[Exercise]
Pictures are to be left out; every line from the one that holds "Query: fly's leg" to the end of the data is to be retyped exactly.

[Information provided]
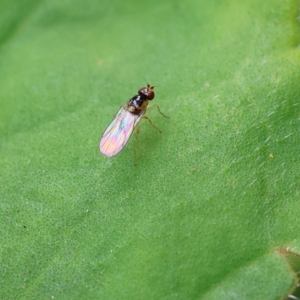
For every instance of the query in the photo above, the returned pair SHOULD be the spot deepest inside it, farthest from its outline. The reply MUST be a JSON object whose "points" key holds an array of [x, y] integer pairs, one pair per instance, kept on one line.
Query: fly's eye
{"points": [[150, 95], [147, 91]]}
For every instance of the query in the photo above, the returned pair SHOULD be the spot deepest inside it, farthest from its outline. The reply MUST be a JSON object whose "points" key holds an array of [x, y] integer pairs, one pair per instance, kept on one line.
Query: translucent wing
{"points": [[118, 132]]}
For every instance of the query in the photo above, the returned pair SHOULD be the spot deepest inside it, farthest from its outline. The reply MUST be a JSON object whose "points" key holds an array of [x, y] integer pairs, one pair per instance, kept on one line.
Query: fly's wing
{"points": [[118, 132]]}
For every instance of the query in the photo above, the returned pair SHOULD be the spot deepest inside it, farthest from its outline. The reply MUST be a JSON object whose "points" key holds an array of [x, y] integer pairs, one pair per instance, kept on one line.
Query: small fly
{"points": [[123, 124]]}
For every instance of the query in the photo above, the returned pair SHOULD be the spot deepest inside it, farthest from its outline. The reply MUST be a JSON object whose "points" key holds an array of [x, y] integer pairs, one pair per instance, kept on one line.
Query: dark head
{"points": [[147, 92]]}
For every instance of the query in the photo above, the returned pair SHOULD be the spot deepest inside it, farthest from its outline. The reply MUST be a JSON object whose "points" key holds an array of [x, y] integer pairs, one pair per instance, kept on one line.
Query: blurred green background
{"points": [[211, 199]]}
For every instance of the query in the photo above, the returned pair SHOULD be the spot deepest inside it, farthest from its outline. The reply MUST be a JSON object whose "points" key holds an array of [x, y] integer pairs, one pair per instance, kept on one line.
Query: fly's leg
{"points": [[137, 132], [155, 105]]}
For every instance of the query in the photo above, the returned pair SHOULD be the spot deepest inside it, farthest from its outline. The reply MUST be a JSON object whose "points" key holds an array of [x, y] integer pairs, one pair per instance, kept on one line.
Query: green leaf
{"points": [[211, 199]]}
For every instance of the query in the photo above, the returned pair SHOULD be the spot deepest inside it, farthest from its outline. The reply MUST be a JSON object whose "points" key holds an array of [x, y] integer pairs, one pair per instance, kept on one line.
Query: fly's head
{"points": [[147, 92]]}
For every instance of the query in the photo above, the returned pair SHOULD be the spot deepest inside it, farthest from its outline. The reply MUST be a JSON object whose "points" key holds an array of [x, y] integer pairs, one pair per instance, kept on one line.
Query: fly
{"points": [[118, 132]]}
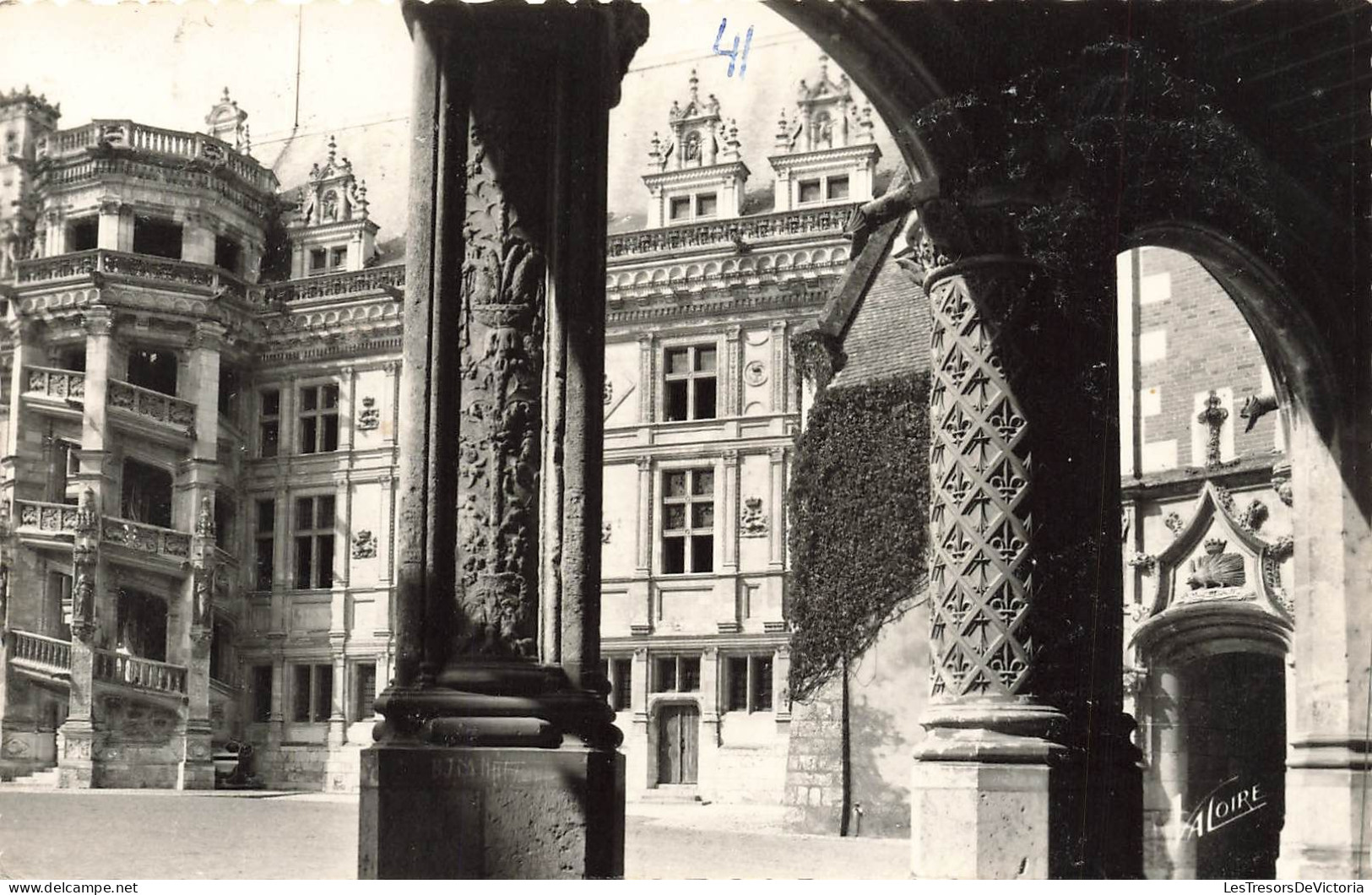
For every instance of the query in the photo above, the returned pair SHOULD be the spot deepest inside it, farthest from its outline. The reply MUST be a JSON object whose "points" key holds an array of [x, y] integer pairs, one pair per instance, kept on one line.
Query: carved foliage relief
{"points": [[980, 576], [501, 366]]}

[Answer to this problem]
Query: fly's leg
{"points": [[137, 132], [155, 105]]}
For every instance of the query in the photo above, the returned pair SHOULD be the spot deepest inside it, farthest from its outline. The reply MUST be a JSON object whose "points" key holds an array of [x, y] integer pairs, one pair per instance, kept on one line.
Query: green leaf
{"points": [[211, 199]]}
For every instance of the query in the photo above, the returned pair SHOULD be the spot deepest inside it, farthest from its outline. The reply MUST be a JSON object whose "points" key holds an array of [x, y] integer pairs, one pair per instance, kept on one line.
Query: fly's head
{"points": [[147, 92]]}
For every instance of the query in the photo above, the returned pair SHOULD be the spot deepest inside it, farthest from its outline. The reply MUST be a JSON object whose "points" key holds an array of [x, y] integer pairs, one pair per instance, kept on one line.
Query: fly
{"points": [[118, 132]]}
For every instance of the query in the photo above, the returned pair SHOULD be the spot deepest inside it, farthest from its outline. The reply MUST be a JSON object whose "points" key holds an array of [x, y] integer pairs, one pair per instance, kept on one line.
Query: carved foliage relief
{"points": [[980, 576], [501, 366]]}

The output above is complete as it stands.